_WHAT YOU ARE ASKED TO DO:_ Output the data below in full, character for character.

Dataset records:
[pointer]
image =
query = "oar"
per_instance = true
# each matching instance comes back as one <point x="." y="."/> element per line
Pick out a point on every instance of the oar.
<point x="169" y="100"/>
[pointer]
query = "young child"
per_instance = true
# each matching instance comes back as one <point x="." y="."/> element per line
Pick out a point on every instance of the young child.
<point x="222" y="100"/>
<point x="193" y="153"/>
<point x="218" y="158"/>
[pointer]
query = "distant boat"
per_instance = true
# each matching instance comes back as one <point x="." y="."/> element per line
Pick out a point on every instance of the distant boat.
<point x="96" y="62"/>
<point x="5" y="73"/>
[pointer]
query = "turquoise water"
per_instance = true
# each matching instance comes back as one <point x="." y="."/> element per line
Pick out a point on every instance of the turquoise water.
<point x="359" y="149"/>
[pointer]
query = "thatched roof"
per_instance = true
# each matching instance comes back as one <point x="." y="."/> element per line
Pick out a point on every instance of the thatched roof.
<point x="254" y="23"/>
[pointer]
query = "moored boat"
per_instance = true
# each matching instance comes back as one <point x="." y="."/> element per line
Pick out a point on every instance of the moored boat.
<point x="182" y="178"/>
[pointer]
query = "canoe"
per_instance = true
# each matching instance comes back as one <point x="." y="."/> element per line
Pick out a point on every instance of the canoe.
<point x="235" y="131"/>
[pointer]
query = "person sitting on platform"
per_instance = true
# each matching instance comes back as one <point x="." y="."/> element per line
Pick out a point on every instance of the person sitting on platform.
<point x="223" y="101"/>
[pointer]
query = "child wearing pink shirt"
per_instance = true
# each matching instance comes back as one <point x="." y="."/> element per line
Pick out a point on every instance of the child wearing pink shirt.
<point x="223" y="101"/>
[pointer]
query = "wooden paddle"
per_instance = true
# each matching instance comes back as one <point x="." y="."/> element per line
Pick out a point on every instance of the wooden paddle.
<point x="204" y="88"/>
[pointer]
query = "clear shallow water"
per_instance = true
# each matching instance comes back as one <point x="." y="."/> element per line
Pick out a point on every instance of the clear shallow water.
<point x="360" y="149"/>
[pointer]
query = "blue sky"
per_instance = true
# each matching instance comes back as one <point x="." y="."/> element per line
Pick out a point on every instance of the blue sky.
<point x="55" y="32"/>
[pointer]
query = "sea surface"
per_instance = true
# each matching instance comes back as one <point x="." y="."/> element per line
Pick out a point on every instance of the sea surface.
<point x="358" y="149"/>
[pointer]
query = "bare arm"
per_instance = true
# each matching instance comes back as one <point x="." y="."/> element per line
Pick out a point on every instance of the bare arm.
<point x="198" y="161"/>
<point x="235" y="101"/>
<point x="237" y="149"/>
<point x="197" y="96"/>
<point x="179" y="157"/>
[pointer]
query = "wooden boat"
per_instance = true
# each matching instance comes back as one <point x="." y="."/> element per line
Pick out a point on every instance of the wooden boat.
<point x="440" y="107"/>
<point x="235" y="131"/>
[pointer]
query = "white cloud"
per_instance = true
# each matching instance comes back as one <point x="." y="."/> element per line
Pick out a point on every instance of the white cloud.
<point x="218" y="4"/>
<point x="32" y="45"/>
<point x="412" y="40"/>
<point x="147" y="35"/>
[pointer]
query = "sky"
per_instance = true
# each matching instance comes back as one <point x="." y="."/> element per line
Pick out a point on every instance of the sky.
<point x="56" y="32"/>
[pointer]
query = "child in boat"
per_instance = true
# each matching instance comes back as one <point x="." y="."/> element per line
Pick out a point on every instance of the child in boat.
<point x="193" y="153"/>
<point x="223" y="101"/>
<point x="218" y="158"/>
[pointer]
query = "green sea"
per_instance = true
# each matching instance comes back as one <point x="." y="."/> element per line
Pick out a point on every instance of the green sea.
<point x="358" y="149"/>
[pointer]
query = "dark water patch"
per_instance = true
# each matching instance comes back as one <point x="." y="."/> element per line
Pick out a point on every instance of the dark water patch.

_SOLUTION TO THIS TASK:_
[pointer]
image =
query = "oar"
per_instance = true
# each matching instance comes back as one <point x="." y="."/> element per line
Pick out a point on every instance of the oar.
<point x="169" y="100"/>
[pointer]
query = "young child"
per_instance = true
# each matching instance comes back as one <point x="." y="."/> element per line
Pick out a point on every instance of the young child.
<point x="222" y="100"/>
<point x="193" y="153"/>
<point x="218" y="158"/>
[pointer]
query = "distant boat"
per_instance = true
# each matching instance comes back as one <point x="." y="."/> element per line
Pick out a point on every instance of the distant boat.
<point x="96" y="62"/>
<point x="5" y="73"/>
[pointer]
query = "turquoise water"
per_instance = true
# each matching instance comes back as one <point x="." y="."/> element per line
Pick out a point on every instance of the turquoise water.
<point x="359" y="149"/>
[pointer]
query = "thatched roof"
per_instance = true
# each matching instance comes back as one <point x="." y="."/> element per line
Pick out a point on every instance of the thatched roof.
<point x="254" y="23"/>
[pointer]
query = "moored boat"
per_instance = true
# each matching instance comes back as one <point x="." y="."/> element per line
Pick out a point on every instance of the moored boat.
<point x="182" y="178"/>
[pointer]
query = "canoe"
per_instance = true
# each matching instance comes back as one <point x="." y="."/> element per line
Pick out a point on every instance of the canoe.
<point x="235" y="131"/>
[pointer]
query = "person sitting on platform"
per_instance = true
# each matching instance comes back as one <point x="." y="."/> element per line
Pick out a point on every instance of the person sitting on platform.
<point x="223" y="101"/>
[pointer]
query = "child wearing pink shirt"
per_instance = true
# each matching instance comes back as one <point x="." y="."/> element per line
Pick out a point on every instance of the child wearing pink shirt.
<point x="223" y="101"/>
[pointer]
query = "wooden paddle"
per_instance = true
# each matching instance comes back as one <point x="." y="."/> element per line
Pick out a point on every instance of the wooden paddle.
<point x="204" y="88"/>
[pointer]
query = "clear shallow water"
per_instance = true
# each matching instance comes back as one <point x="." y="."/> element per line
Pick out a point on every instance of the clear shallow water.
<point x="360" y="149"/>
[pointer]
query = "blue sky"
per_instance = true
# each matching instance comes back as one <point x="." y="."/> element per line
Pick out a point on every instance of the blue sky.
<point x="55" y="32"/>
[pointer]
query = "sea surface"
per_instance = true
# each matching instance comes back as one <point x="." y="."/> element per line
Pick out a point on every instance of the sea surface.
<point x="358" y="149"/>
[pointer]
query = "bare arm"
per_instance = true
# each matching instance comes back as one <point x="." y="."/> element per line
Pick out a point on every instance of the bare arm.
<point x="198" y="161"/>
<point x="235" y="101"/>
<point x="237" y="149"/>
<point x="197" y="96"/>
<point x="179" y="157"/>
[pointer]
query = "wooden boat"
per_instance = true
# each matching instance comes back as one <point x="." y="."/> element per line
Pick out a point on every instance of the wooden boat.
<point x="440" y="107"/>
<point x="235" y="131"/>
[pointer]
query = "white cloud"
per_instance = true
# each matching instance comes back as one <point x="." y="."/> element per line
Pick out a point on every instance of the white cloud.
<point x="218" y="4"/>
<point x="32" y="45"/>
<point x="412" y="40"/>
<point x="147" y="35"/>
[pointer]
query = "sky"
per_instance = true
# each matching instance comes back as one <point x="." y="."/> element per line
Pick out a point on every instance of the sky.
<point x="56" y="32"/>
[pointer]
query = "child in boat"
per_instance = true
# each matching instance comes back as one <point x="." y="."/> element per line
Pick out a point on every instance of the child in boat.
<point x="193" y="153"/>
<point x="223" y="101"/>
<point x="218" y="158"/>
[pointer]
query = "green sea"
per_instance = true
# each matching instance comes back as one <point x="." y="."/> element per line
Pick out a point on every instance of the green sea.
<point x="358" y="149"/>
[pointer]
query = "dark water patch"
per_instance = true
# each matching instance comes back as one <point x="." y="."/> element per line
Pick out a point on every instance of the dark water patch.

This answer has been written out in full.